» **Prompt**:
Please output exactly the run of lines that starts at the line with "pair like [186,616]." and ends at the last line of the records below.

Dataset rows on where objects appear:
----
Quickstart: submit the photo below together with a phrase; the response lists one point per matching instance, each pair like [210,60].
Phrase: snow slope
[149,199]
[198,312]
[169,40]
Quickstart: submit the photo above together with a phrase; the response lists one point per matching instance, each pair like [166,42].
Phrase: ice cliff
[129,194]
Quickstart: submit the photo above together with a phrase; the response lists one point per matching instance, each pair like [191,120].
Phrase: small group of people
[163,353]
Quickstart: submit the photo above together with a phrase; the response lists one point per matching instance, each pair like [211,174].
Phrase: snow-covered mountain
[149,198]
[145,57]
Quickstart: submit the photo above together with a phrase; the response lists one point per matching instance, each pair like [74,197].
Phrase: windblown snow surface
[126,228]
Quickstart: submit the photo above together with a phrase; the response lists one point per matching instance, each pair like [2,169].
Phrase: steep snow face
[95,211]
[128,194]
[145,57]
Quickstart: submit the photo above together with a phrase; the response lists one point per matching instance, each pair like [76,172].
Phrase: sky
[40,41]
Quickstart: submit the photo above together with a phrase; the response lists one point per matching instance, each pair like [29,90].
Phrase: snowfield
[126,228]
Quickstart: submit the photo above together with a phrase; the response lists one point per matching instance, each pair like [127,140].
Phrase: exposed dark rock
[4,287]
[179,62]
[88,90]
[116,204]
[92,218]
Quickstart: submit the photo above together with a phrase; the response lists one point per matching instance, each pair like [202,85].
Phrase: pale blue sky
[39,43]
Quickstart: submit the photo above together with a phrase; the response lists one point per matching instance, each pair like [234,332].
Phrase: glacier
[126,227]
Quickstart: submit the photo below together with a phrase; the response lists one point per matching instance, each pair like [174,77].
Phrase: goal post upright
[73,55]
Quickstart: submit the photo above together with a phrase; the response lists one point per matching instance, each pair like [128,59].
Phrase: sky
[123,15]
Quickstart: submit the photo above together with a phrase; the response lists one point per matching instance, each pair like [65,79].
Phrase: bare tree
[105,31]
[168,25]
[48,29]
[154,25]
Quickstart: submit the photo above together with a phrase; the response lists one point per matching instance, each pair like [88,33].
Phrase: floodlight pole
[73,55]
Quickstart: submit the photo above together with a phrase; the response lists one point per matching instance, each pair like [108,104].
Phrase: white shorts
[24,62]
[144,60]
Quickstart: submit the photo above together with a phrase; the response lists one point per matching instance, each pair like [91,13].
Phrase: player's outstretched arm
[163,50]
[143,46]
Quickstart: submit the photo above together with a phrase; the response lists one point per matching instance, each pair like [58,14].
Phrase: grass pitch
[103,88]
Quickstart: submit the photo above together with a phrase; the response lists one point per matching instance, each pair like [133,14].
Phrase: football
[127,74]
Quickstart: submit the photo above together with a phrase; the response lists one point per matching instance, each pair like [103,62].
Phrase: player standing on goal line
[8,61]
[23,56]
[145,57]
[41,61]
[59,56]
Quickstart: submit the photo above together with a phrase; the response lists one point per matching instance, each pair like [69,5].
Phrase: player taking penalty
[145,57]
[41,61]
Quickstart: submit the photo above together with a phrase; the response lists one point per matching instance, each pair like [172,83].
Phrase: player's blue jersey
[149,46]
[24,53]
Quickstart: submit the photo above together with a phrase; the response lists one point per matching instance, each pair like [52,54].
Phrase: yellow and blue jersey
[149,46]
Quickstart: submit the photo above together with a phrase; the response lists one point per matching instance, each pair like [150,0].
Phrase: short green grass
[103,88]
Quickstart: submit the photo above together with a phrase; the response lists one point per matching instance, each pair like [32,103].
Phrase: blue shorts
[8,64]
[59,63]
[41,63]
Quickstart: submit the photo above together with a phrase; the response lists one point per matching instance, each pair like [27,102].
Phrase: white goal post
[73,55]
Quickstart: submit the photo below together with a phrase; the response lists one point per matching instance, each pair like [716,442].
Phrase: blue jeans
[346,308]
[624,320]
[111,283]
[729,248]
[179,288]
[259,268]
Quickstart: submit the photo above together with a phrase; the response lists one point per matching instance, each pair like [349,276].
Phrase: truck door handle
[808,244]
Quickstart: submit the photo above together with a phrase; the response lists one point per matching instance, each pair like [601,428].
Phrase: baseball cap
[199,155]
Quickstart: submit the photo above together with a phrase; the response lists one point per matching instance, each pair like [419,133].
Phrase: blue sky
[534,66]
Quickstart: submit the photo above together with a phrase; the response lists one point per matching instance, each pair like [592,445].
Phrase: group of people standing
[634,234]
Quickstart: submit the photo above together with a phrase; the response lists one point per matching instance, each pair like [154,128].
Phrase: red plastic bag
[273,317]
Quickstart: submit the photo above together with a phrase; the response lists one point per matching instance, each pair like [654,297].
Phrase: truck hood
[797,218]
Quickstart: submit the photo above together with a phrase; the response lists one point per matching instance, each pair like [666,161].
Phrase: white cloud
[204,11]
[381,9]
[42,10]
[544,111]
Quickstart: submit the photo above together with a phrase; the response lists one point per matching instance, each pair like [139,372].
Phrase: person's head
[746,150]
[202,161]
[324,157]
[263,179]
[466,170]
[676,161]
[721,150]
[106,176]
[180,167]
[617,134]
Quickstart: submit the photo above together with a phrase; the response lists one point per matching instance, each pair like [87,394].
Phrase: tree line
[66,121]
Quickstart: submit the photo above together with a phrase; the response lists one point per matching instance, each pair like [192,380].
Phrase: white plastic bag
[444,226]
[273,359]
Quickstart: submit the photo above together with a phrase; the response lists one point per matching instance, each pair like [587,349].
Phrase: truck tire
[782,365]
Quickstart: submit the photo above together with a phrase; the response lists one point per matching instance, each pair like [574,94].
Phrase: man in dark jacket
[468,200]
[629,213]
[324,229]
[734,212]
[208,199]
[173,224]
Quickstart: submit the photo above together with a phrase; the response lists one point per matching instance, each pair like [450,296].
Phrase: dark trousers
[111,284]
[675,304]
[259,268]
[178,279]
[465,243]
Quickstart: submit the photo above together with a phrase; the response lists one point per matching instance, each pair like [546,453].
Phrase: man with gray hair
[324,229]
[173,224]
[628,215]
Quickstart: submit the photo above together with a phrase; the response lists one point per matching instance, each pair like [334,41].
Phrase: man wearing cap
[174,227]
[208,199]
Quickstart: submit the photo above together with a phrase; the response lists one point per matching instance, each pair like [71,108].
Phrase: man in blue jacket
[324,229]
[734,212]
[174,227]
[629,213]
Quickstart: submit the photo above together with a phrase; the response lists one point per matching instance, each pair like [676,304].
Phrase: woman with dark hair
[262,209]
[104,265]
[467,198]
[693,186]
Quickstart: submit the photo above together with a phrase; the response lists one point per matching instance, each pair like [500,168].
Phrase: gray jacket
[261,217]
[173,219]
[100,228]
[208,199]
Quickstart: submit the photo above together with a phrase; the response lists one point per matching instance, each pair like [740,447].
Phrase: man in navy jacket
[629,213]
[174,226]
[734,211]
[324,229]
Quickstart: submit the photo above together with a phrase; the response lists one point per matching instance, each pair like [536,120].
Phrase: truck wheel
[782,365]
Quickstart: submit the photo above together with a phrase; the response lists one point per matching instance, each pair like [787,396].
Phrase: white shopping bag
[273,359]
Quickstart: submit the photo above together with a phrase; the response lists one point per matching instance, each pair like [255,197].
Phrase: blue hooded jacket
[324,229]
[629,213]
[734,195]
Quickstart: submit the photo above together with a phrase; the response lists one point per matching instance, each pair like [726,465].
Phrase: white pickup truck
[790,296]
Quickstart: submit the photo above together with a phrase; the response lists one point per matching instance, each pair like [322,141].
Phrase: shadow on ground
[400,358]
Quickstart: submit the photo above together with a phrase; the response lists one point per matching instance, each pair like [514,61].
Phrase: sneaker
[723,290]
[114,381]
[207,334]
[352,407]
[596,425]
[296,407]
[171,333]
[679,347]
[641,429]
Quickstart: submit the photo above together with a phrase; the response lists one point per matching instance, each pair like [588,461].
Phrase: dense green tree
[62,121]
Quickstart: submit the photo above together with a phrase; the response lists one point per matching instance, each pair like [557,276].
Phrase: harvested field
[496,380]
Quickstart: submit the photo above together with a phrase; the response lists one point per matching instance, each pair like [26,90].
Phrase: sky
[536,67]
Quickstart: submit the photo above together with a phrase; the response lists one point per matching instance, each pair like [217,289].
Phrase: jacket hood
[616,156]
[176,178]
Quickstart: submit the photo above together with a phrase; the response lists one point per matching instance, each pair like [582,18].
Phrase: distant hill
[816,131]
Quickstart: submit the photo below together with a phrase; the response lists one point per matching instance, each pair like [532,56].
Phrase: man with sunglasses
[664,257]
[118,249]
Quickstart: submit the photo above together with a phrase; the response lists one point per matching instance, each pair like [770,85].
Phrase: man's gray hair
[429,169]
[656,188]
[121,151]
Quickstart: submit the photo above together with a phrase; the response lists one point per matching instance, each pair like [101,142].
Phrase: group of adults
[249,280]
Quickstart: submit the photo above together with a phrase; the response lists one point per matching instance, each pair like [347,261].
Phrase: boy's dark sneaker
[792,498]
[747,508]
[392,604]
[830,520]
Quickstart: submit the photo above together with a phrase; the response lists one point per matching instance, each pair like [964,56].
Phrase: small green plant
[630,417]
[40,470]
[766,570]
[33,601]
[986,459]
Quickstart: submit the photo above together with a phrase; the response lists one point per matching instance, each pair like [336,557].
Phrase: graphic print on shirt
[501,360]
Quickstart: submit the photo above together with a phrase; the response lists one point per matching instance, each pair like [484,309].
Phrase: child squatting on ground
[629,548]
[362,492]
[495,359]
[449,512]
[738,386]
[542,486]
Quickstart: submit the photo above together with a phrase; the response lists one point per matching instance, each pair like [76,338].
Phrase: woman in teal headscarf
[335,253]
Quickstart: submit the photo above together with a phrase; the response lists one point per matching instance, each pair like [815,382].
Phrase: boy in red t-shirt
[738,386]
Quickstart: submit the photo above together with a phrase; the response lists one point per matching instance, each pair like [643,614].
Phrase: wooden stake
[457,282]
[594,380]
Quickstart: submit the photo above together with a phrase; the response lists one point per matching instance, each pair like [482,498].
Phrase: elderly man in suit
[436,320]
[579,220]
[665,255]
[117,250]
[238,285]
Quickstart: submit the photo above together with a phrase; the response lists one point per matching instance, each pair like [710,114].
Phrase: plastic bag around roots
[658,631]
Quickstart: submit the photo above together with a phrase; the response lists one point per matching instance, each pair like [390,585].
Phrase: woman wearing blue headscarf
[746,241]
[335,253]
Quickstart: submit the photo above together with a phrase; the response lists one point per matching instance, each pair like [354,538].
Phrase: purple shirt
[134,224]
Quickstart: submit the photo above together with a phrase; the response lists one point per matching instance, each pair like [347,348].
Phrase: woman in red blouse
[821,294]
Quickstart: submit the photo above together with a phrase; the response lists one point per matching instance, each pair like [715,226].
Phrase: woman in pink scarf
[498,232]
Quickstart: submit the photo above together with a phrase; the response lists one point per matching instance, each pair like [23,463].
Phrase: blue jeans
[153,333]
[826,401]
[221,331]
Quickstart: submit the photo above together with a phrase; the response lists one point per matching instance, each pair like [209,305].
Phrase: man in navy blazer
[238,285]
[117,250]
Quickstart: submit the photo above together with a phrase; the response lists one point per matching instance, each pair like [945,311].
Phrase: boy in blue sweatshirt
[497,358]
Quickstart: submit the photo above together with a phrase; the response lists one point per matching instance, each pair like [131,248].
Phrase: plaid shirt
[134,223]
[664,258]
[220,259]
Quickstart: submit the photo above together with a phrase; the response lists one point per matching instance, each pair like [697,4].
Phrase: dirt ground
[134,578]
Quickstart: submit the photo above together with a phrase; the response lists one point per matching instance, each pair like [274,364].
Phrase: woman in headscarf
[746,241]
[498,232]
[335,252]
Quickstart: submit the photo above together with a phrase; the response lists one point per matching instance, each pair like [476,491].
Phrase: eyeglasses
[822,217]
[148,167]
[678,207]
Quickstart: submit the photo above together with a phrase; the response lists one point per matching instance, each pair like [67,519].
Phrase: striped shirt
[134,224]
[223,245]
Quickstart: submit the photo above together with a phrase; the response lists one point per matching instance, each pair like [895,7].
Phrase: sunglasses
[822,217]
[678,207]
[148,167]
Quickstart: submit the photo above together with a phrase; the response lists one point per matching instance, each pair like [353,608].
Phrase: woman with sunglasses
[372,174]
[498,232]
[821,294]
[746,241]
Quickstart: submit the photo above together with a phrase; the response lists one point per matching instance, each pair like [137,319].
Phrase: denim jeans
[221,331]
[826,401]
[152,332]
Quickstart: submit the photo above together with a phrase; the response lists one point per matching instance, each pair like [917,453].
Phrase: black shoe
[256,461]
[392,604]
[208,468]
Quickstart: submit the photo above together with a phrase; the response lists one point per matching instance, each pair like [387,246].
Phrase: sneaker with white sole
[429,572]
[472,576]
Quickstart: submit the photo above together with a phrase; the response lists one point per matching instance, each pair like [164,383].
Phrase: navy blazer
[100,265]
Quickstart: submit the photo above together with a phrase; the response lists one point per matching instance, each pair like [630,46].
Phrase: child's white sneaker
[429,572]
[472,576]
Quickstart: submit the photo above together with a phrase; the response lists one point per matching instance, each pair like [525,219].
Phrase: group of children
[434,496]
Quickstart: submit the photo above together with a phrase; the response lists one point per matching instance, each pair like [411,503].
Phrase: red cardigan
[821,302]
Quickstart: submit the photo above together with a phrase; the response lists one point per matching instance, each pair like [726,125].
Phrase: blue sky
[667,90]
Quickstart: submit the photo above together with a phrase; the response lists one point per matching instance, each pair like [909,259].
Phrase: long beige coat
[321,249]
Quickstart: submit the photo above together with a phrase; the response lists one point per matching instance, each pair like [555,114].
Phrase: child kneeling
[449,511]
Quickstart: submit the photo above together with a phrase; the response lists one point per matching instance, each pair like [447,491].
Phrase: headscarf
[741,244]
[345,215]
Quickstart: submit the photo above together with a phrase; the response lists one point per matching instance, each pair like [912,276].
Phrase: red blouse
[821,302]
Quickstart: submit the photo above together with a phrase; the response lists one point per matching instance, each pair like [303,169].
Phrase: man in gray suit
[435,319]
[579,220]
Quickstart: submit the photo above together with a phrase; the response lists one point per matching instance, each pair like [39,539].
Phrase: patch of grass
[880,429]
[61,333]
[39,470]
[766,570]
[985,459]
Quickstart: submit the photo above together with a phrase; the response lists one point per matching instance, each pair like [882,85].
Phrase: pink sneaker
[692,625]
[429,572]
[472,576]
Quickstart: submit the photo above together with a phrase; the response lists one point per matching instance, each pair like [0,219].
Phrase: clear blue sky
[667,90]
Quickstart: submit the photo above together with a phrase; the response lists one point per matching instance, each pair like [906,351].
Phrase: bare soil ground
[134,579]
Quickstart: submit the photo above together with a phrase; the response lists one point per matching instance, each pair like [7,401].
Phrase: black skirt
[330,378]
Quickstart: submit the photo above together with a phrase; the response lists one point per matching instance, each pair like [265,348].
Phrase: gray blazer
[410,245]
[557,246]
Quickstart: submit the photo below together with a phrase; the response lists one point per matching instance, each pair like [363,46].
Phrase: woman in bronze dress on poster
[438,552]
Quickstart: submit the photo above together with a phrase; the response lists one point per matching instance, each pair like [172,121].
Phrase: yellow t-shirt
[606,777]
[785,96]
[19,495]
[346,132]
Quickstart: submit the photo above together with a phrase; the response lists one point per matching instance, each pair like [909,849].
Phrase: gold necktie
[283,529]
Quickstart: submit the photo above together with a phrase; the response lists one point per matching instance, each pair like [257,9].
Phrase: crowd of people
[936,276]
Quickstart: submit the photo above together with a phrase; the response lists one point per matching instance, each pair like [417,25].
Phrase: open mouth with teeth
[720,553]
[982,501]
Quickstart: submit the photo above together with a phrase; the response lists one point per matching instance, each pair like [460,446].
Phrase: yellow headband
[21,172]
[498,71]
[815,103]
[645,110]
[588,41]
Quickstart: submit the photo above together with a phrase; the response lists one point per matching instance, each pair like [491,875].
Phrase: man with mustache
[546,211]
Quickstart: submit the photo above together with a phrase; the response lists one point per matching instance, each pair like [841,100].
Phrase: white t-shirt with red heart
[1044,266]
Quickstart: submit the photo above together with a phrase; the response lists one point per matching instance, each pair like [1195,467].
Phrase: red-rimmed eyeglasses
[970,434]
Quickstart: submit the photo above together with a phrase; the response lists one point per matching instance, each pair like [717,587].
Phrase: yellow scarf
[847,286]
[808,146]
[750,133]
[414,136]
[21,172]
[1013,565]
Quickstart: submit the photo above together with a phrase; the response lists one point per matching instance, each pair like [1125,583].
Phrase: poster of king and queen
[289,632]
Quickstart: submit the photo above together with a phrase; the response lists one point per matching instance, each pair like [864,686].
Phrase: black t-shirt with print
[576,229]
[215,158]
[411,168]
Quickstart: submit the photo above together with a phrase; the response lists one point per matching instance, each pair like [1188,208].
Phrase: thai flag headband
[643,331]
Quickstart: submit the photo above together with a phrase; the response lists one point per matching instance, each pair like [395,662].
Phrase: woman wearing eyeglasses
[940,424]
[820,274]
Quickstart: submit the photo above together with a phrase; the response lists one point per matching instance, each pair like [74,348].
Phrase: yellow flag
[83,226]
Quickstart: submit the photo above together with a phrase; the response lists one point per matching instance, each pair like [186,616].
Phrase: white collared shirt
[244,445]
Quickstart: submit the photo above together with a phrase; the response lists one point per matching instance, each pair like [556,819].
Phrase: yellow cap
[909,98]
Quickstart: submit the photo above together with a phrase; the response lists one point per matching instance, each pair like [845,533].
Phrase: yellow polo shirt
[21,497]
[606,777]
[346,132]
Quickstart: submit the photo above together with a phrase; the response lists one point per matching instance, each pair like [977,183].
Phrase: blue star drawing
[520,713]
----
» **Exercise response**:
Quickstart: submit the photo above together with a phrase; the response lists one point per matching instance, each pair like [186,616].
Phrase: white collared shirt
[244,445]
Quickstart: submit the photo above together with a phrase; the response lists one point per matching instance, each pair like [556,819].
Phrase: yellow cap
[909,98]
Quickstart: submit the photo above together with a phrase; the response lists one point per matching instance, each pair like [845,533].
Phrase: yellow polo shirt
[21,497]
[606,777]
[346,132]
Quickstart: submit the photo above together with a phrase; the response lists one point per matching instance, each pair like [977,183].
Phrase: blue star drawing
[520,713]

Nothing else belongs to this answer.